━━━━━ SUPPLIED TEXT

No Is Not Enough by Naomi Klein – A Review

no is not enough

In No Logo (2000) Naomi Klein confronted the issue of multinational corporations undermining democracy. She followed-up this book with The Shock Doctrine (2008), a groundbreaking book about how major social shocks are used to push through neoliberal economic agendas. As the world reeled in the wake of Donald Trump’s 2016 election, Naomi Klein dived back into waters she had already swum in these books. She used Donald Trump’s ascension to power as an object example of the way the Neoliberal agenda had changed the world. She did not stop there. Naomi Klein’s written response to Donald Trump’s administration was right in the title: No is not enough. We can not reject everything the Neoliberal agenda foists on us without creating a path towards something better. We needed real solutions, not just criticism of what was not working.

━━━━━━━━━━
━━━━━ DATA SHOWN

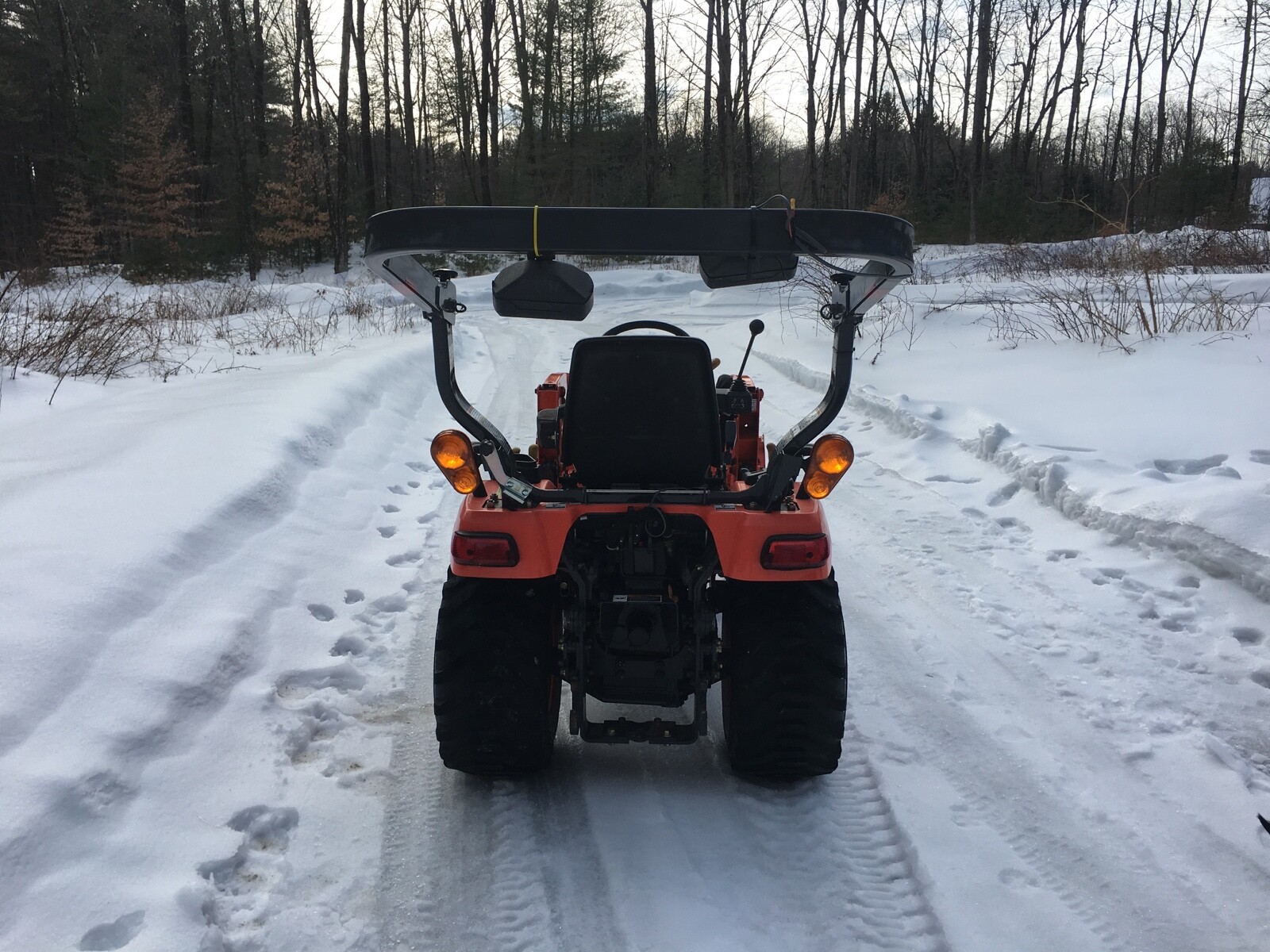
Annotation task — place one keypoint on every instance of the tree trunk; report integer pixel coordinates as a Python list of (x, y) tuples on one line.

━━━━━━━━━━

§ **TASK TO CARRY OUT**
Rewrite the review from "In No Logo (2000)" to "was not working.", putting "landmark" in place of "groundbreaking". The data is separate from the review and unrelated to it.

§ **CORRECT RESULT**
In No Logo (2000) Naomi Klein confronted the issue of multinational corporations undermining democracy. She followed-up this book with The Shock Doctrine (2008), a landmark book about how major social shocks are used to push through neoliberal economic agendas. As the world reeled in the wake of Donald Trump’s 2016 election, Naomi Klein dived back into waters she had already swum in these books. She used Donald Trump’s ascension to power as an object example of the way the Neoliberal agenda had changed the world. She did not stop there. Naomi Klein’s written response to Donald Trump’s administration was right in the title: No is not enough. We can not reject everything the Neoliberal agenda foists on us without creating a path towards something better. We needed real solutions, not just criticism of what was not working.